TASK TO CARRY OUT → List each distinct number that appears in the hospital report below, in figures or in words, and say what it refers to.

TEXT PROVIDED →
He told the board three blocks have been marked up as protective areas for elective surgery and pathways tested ahead of the first flow of patients arriving from June 15.
He said: “What we do not want to do as an organisation is put families through 14 days of self-isolation to then cancel on the day for reasons of lack of bed or lack of clear process which supports bringing people in when they have an appointment.”
Patients exempt from self-isolating for the 14-day period are those admitted for urgent or emergency surgery.
At the beginning of the pandemic, the NNUH was split into yellow and green zones, with yellow wards for confirmed or suspected coronavirus patients.
The hospital has announced many of the zones will disappear by the end of Friday.
Mr Cobb said: “We do not need to have zonings where we have testing areas we just need to have those that have confirmed positive and those that haven’t.”
As part of its phase to return more services, the hospital has begun preparing wards previously used to treat coronavirus, including Brundall ward.
Patients being treated for coronavirus will be seen at the Cringleford ward, which has always been the hospital’s designated pandemic and outbreak ward, while a new isolation block is being built.
In addition, there will also be more markings detailing two metre social distancing and plastic barriers and the continuation of telephone and video consultation to reduce patients needing to visit the hospital unnecessarily.

EXTRACTED ENTRIES →
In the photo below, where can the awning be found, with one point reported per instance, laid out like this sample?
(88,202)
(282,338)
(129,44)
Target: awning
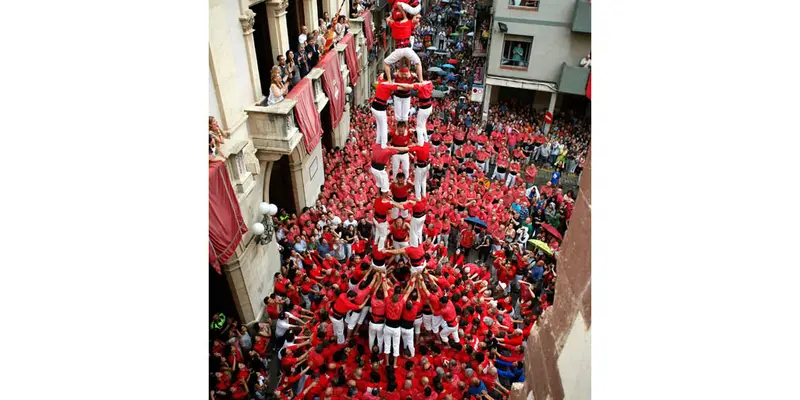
(351,57)
(306,114)
(368,28)
(333,85)
(225,223)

REPLY TO THE EXERCISE →
- three: the blocks marked up as protective areas for elective surgery
- 15: June 15, when the first flow of patients arrives
- 14: the number of days of self-isolation before surgery, from which patients admitted for urgent or emergency surgery are exempt
- two: the two-meter social distancing shown by the markings